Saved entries
══════════

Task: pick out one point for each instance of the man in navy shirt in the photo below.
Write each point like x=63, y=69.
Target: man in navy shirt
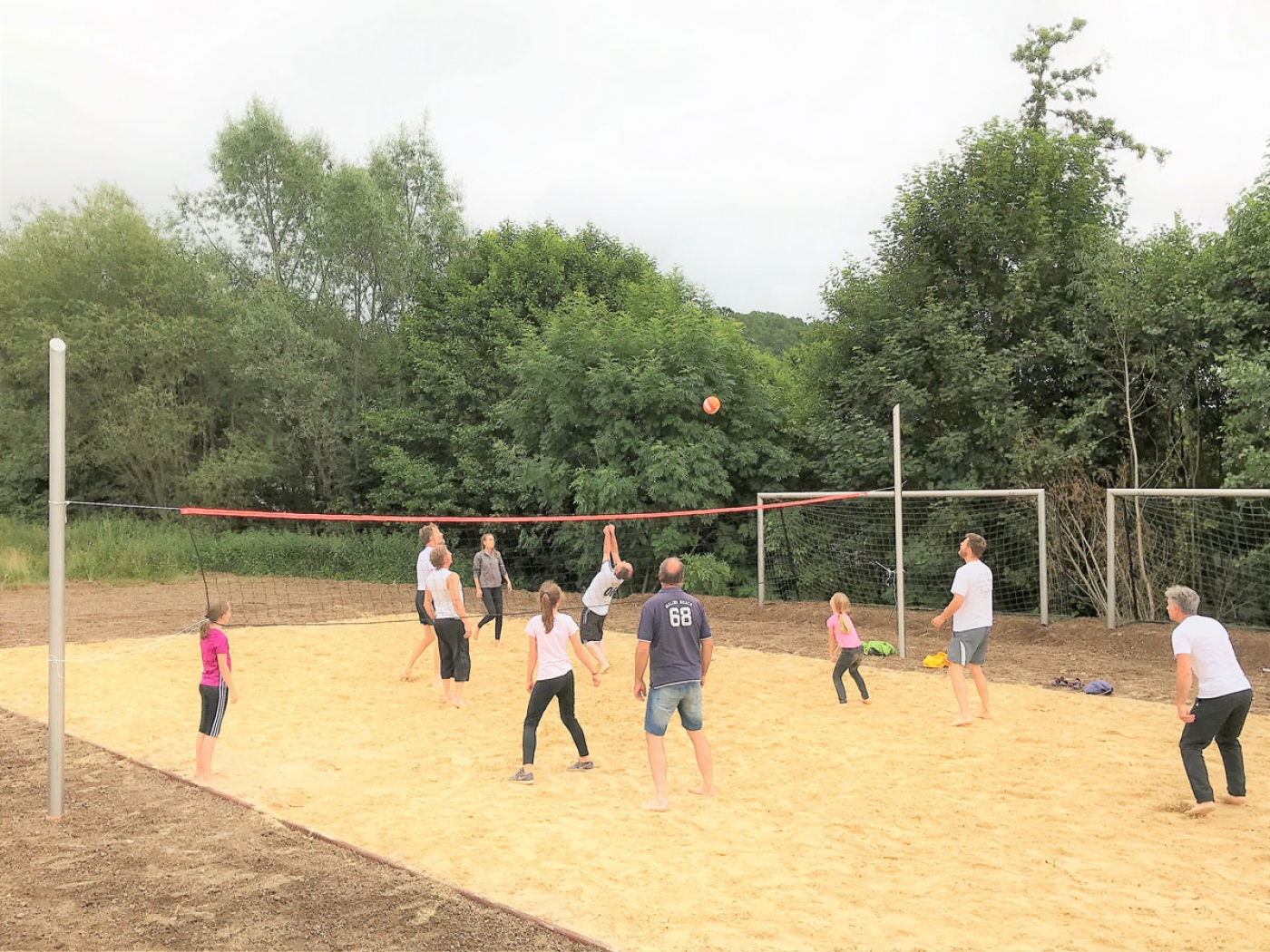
x=675, y=636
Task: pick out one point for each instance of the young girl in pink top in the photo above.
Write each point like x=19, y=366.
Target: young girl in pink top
x=845, y=647
x=550, y=636
x=216, y=689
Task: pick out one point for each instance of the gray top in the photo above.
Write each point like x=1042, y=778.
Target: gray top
x=675, y=625
x=488, y=568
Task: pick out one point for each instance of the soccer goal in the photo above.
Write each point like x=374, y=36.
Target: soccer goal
x=850, y=545
x=1216, y=541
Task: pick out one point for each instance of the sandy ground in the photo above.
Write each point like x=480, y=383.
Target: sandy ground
x=838, y=827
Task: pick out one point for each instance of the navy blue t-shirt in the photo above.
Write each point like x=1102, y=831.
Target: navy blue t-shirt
x=675, y=625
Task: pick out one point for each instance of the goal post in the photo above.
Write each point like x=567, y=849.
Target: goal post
x=850, y=546
x=1215, y=539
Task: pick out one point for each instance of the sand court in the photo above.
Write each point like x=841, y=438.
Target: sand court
x=838, y=827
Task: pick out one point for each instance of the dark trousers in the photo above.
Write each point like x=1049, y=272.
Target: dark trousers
x=493, y=599
x=1218, y=719
x=848, y=662
x=453, y=646
x=562, y=689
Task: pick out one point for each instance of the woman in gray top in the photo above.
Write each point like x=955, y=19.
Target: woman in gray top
x=489, y=575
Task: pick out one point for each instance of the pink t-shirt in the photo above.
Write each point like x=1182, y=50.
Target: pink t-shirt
x=846, y=635
x=215, y=644
x=552, y=645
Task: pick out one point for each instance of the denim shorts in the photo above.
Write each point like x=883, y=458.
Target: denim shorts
x=663, y=702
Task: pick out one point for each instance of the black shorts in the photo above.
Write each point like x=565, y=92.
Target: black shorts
x=592, y=627
x=215, y=700
x=425, y=618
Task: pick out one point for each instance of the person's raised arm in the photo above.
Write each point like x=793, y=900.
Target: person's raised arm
x=1183, y=685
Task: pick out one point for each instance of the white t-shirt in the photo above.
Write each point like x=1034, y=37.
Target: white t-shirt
x=425, y=568
x=602, y=589
x=442, y=606
x=552, y=645
x=1213, y=660
x=973, y=581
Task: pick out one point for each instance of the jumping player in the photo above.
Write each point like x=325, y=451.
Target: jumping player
x=599, y=596
x=431, y=537
x=216, y=689
x=549, y=635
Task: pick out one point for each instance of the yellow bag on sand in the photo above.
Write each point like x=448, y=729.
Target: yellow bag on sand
x=940, y=659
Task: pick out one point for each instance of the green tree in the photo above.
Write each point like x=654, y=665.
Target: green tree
x=142, y=321
x=435, y=433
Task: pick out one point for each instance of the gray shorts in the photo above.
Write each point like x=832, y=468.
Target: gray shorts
x=969, y=646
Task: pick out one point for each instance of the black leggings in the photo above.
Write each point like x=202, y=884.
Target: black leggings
x=542, y=694
x=493, y=599
x=848, y=660
x=1218, y=719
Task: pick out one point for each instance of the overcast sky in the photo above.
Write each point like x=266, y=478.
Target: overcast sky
x=751, y=143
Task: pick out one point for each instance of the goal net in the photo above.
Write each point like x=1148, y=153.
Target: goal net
x=1213, y=541
x=848, y=545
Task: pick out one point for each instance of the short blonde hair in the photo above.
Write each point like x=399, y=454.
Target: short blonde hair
x=1187, y=599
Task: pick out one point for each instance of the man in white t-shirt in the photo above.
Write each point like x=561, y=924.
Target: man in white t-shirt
x=971, y=609
x=1222, y=700
x=599, y=596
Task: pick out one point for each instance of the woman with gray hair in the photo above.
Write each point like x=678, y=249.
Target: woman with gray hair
x=1222, y=700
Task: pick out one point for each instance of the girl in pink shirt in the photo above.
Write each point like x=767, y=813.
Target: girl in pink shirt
x=550, y=636
x=216, y=689
x=845, y=647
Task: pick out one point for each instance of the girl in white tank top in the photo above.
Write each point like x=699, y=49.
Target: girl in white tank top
x=441, y=600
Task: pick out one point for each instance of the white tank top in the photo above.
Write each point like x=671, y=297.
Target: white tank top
x=442, y=607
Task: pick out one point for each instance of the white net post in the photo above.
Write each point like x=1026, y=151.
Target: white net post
x=899, y=530
x=759, y=542
x=56, y=573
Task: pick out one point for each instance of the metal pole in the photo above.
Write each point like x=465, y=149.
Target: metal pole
x=761, y=554
x=56, y=573
x=1044, y=558
x=899, y=530
x=1110, y=559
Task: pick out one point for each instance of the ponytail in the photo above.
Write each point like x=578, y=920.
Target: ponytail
x=215, y=612
x=549, y=598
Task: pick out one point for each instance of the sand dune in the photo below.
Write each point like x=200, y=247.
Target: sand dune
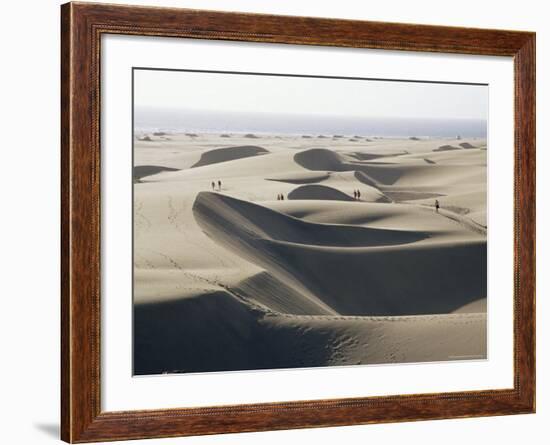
x=238, y=280
x=403, y=276
x=300, y=177
x=229, y=154
x=318, y=192
x=142, y=171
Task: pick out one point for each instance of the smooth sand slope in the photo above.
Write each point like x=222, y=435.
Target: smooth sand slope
x=234, y=279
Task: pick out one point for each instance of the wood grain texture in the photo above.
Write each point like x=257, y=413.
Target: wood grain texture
x=82, y=26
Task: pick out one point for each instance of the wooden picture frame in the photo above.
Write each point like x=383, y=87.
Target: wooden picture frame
x=82, y=25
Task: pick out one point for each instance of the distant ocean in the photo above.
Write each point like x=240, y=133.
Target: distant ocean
x=182, y=121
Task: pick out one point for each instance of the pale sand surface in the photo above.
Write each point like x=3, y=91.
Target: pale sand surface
x=234, y=279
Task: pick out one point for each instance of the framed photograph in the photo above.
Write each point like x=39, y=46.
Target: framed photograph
x=274, y=222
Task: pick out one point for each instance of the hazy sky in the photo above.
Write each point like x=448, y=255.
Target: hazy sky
x=273, y=94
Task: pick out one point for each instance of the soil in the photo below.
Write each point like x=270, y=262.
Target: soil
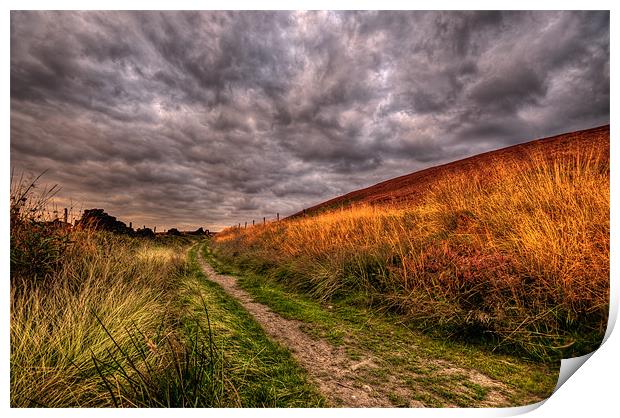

══════════

Retype only the lines above between the line with "Target: gray top" and the line with "goal post in the photo above.", counting those two lines as well, and keep every character as it is.

RESPONSE:
Target: gray top
x=675, y=625
x=488, y=568
Task: pick out one point for each instance of the soccer goal in the photo above.
Write each point like x=374, y=36.
Target: soccer goal
x=850, y=545
x=1216, y=541
Task: pick out one point for each instance of the sandy ground in the photo above.
Write each point like x=480, y=383.
Target: sandy ground
x=838, y=827
Task: pick out one point for each instance of the navy blue t-shirt in the photo above.
Write each point like x=1102, y=831.
Target: navy blue t-shirt
x=675, y=625
Task: pick out one point for each instance of the goal post in the photo above.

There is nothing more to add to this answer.